Convert the records, from the start through the line containing "94), (197, 94)]" (that line included), into a JSON list of strings with one string per line. Omit blank lines and the picture.

☆ ☆ ☆

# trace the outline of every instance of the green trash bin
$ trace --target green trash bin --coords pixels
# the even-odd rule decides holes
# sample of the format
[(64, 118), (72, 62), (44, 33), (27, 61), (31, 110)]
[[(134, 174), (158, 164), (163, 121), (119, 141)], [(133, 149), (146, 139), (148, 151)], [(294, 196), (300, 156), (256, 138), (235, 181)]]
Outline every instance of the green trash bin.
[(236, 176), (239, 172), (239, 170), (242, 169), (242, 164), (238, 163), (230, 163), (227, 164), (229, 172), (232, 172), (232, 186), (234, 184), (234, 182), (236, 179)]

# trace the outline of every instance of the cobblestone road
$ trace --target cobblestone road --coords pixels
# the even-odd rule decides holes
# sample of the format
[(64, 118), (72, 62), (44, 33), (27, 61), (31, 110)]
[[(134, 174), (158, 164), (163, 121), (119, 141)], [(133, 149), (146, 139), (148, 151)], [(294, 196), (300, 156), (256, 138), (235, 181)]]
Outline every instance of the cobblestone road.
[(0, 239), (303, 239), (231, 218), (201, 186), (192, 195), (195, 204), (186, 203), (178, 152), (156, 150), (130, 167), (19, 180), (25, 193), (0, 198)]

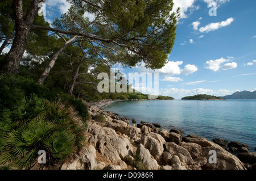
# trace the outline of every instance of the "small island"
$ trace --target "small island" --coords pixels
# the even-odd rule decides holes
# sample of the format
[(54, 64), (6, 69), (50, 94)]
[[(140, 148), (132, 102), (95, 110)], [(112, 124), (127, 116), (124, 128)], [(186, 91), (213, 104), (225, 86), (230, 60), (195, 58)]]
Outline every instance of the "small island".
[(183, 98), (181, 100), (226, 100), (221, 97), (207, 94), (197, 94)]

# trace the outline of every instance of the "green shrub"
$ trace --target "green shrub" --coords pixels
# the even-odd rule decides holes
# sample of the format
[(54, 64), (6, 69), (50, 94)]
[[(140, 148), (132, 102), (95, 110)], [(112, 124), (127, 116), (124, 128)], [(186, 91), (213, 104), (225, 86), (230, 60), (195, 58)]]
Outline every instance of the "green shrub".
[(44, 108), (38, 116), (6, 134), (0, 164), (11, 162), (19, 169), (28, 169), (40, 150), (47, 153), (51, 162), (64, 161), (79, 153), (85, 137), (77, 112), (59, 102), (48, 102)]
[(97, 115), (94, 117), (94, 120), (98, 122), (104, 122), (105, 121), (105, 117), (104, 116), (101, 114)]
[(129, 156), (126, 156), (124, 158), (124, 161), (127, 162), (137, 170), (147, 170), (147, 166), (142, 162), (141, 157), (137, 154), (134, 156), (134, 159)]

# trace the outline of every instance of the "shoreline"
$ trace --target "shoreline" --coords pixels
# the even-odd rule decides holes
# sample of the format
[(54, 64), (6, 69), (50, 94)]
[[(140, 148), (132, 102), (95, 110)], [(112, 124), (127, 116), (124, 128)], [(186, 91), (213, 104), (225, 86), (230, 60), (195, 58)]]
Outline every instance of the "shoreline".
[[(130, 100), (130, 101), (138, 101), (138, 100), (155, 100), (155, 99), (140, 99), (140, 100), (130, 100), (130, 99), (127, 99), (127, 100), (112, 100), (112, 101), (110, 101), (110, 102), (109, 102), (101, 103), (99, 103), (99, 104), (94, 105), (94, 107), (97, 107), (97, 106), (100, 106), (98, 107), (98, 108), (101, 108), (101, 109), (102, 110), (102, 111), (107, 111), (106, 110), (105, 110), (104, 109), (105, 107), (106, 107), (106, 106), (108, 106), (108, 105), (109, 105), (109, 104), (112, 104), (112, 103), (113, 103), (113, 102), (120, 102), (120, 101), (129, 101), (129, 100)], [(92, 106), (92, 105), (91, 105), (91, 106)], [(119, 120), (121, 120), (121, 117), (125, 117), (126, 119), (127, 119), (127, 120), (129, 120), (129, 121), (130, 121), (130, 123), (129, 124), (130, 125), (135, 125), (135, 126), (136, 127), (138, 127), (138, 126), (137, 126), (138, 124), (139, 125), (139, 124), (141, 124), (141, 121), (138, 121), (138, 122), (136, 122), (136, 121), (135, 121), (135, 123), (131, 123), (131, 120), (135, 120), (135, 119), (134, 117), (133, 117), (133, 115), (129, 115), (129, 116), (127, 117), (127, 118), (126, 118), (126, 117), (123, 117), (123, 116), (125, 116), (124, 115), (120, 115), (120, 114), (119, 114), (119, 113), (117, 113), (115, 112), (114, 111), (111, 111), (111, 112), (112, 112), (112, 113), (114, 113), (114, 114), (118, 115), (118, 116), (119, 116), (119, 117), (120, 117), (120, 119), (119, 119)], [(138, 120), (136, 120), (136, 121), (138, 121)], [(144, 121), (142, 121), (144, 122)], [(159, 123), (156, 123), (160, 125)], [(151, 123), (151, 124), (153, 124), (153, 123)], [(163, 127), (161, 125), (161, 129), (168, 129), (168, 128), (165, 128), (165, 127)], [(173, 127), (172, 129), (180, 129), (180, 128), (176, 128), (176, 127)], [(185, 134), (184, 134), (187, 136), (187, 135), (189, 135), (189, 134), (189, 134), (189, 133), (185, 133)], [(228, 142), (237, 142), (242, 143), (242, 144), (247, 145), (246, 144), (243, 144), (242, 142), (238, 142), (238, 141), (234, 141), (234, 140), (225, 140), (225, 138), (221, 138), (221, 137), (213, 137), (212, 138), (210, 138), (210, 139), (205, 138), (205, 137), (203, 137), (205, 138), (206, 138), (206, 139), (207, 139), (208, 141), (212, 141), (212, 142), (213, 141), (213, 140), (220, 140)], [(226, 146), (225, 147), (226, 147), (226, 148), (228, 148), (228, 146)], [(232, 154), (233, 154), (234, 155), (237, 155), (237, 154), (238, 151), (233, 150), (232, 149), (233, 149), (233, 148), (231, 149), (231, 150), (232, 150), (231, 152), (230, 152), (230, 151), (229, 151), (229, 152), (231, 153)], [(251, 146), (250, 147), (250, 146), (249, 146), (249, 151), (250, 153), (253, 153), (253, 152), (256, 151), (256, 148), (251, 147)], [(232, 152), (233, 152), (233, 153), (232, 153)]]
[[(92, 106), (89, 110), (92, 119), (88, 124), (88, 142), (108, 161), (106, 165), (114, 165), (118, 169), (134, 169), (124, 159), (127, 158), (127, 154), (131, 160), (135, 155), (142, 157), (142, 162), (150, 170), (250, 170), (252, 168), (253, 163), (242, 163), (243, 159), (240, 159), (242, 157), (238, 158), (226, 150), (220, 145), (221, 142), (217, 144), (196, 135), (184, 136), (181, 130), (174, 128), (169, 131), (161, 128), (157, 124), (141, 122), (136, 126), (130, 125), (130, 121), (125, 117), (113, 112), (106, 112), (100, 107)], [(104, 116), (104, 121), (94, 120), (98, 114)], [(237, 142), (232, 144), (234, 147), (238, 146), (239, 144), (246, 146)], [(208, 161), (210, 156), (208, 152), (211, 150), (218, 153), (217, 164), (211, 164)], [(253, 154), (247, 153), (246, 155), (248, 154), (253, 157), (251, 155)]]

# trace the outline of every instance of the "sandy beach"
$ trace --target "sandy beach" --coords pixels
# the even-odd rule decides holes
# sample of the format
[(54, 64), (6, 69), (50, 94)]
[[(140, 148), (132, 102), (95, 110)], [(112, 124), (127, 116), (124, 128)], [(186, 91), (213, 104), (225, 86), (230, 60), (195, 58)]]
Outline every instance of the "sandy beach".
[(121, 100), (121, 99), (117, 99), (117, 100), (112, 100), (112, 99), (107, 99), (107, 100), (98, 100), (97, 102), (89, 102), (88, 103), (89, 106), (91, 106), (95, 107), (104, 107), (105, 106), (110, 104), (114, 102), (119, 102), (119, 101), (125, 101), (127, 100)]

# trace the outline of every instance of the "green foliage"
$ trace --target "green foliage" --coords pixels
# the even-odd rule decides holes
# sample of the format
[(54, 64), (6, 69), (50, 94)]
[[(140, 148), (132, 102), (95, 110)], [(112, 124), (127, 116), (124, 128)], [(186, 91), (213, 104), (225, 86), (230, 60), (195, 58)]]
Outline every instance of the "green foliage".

☆ ☆ ☆

→ **FULL ANSWER**
[
  "# trace the outline of every instance of the green trash bin",
  "$ trace --target green trash bin --coords pixels",
  "# the even-odd rule decides holes",
  "# sample of the format",
  "[(64, 118), (72, 62), (44, 33), (27, 61), (31, 110)]",
  "[[(134, 174), (158, 164), (163, 121), (119, 141)], [(133, 149), (146, 139), (148, 151)], [(294, 196), (300, 156), (256, 138), (235, 181)]]",
  "Outline every instance of the green trash bin.",
  "[(236, 176), (239, 172), (239, 170), (242, 169), (242, 164), (238, 163), (230, 163), (227, 164), (229, 172), (232, 172), (232, 186), (234, 184), (234, 182), (236, 179)]",
  "# trace the outline of every instance of the cobblestone road",
  "$ trace --target cobblestone road --coords pixels",
  "# the even-odd rule decides holes",
  "# sample of the format",
  "[(64, 118), (72, 62), (44, 33), (27, 61), (31, 110)]",
  "[[(134, 174), (158, 164), (163, 121), (119, 141)], [(133, 149), (146, 139), (148, 151)], [(294, 196), (300, 156), (256, 138), (235, 181)]]",
  "Outline every instance of the cobblestone road.",
  "[(0, 239), (303, 239), (231, 218), (201, 186), (192, 195), (195, 204), (186, 203), (178, 152), (156, 150), (130, 167), (19, 180), (25, 193), (0, 198)]",
  "# trace the outline of every instance of the \"small island\"",
  "$ trace --target \"small island\" --coords pixels",
  "# the even-odd rule decides holes",
  "# sample of the format",
  "[(54, 64), (6, 69), (50, 94)]",
  "[[(140, 148), (132, 102), (95, 110)], [(112, 124), (127, 116), (124, 128)], [(186, 91), (213, 104), (225, 86), (230, 60), (195, 58)]]",
  "Outline every instance of the \"small island\".",
  "[(183, 98), (181, 100), (226, 100), (221, 97), (207, 94), (197, 94)]"
]